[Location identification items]

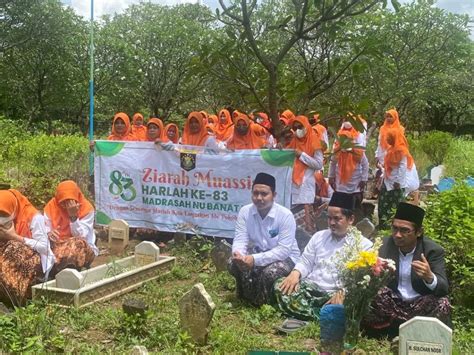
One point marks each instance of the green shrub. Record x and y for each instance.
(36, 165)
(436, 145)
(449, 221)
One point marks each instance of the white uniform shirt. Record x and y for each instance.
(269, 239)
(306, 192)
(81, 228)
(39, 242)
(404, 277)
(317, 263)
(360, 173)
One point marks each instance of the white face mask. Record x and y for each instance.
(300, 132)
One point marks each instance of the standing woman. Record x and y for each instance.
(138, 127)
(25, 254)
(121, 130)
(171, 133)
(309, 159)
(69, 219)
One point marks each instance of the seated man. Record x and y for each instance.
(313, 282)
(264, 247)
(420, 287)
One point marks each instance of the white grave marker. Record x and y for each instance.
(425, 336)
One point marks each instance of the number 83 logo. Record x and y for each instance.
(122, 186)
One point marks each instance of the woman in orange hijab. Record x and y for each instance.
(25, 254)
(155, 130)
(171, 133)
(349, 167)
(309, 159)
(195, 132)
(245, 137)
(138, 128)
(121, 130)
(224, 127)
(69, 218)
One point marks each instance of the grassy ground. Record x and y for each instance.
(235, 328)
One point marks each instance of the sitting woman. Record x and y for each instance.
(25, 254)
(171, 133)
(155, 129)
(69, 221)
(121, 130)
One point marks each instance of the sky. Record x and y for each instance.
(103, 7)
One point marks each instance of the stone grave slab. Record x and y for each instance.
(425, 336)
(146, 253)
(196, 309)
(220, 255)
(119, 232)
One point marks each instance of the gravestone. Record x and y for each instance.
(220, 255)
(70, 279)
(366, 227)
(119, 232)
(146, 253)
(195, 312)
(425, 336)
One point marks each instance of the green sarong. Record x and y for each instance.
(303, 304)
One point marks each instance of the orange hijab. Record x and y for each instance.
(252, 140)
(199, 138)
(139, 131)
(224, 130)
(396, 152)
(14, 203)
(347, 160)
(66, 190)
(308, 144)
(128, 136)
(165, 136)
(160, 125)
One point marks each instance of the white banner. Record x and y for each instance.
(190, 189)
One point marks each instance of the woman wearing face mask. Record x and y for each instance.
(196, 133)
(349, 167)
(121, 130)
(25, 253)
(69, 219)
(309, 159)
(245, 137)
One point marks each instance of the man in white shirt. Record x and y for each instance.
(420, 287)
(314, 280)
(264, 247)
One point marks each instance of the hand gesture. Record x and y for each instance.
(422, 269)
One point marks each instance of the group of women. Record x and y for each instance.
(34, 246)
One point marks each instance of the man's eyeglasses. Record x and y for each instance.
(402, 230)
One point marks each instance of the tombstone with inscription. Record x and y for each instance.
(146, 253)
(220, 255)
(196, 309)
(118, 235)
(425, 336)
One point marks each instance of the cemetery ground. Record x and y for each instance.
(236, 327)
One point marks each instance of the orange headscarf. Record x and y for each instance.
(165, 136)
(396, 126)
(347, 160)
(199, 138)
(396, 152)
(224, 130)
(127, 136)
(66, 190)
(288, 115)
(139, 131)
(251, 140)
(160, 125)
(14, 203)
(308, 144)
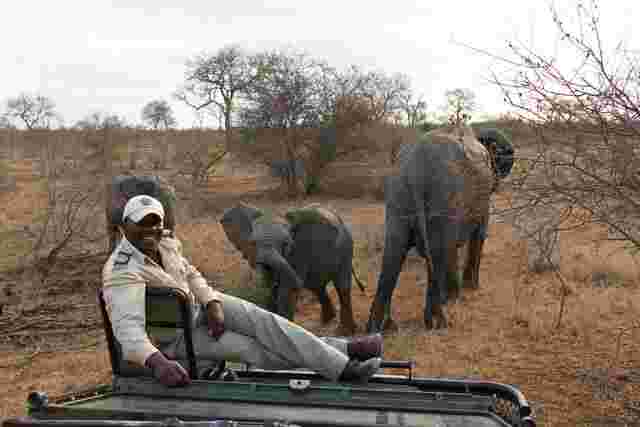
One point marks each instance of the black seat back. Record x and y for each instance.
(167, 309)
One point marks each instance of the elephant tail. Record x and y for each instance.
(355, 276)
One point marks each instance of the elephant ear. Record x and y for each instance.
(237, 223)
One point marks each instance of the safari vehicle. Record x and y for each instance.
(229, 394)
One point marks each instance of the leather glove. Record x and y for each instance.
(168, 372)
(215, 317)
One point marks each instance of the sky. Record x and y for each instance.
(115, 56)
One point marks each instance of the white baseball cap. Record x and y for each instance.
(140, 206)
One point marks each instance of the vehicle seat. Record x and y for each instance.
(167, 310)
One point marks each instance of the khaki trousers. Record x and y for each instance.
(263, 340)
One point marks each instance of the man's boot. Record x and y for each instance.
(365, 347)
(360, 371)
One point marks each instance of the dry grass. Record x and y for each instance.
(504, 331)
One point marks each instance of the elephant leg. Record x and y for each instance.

Required task: Rescale the lines starting at the one that contains "One point marks each instance of the khaki" and ending at the last line of the rows. Write every line out again with its wording unchanged, but multiply each x and y coordinate in the answers by 1.15 and round to a whole number, with halves rounding up.

Written solution:
One point marks each instance of the khaki trousers. Record x and y for each instance.
(302, 391)
One point marks each instance of the man's boot. Record x and y for each instance.
(420, 399)
(414, 427)
One point marks each instance of the dry grass. Record x and y for each instance.
(580, 381)
One point marks each instance of the elephant leg. Record x and y for each instance.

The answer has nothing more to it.